» Instructions to follow
Each line of the records containing "bowl" is to be copied out and returned.

Data extract Block Start

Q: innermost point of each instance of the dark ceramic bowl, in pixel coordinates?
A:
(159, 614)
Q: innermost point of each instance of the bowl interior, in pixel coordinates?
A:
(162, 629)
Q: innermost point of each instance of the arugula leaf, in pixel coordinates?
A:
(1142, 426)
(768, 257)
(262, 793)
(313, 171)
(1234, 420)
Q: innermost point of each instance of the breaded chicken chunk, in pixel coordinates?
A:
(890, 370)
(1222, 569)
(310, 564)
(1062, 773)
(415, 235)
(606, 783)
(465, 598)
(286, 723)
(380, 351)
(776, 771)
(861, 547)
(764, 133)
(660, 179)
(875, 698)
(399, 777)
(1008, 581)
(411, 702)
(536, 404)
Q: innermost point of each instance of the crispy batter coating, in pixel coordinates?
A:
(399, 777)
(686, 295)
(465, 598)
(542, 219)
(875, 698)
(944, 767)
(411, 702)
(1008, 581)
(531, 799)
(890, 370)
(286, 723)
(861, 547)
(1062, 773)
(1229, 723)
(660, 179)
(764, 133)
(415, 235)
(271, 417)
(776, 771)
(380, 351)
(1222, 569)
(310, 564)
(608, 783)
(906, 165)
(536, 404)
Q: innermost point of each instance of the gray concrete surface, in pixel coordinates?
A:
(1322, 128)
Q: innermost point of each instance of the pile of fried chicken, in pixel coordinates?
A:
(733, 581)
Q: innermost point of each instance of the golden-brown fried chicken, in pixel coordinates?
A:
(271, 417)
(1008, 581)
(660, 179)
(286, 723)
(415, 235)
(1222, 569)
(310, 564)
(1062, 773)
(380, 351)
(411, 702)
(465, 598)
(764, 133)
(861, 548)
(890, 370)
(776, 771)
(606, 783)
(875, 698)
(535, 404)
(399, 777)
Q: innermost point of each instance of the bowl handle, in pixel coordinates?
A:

Data extract Block End

» Solution to the problem
Q: innermost point of each instance of the dark ceramic bowl, in pixel coordinates?
Q: innermost point of each instance of the bowl interior, in pixel coordinates?
Q: innermost point of each instance of the bowl handle, in pixel coordinates?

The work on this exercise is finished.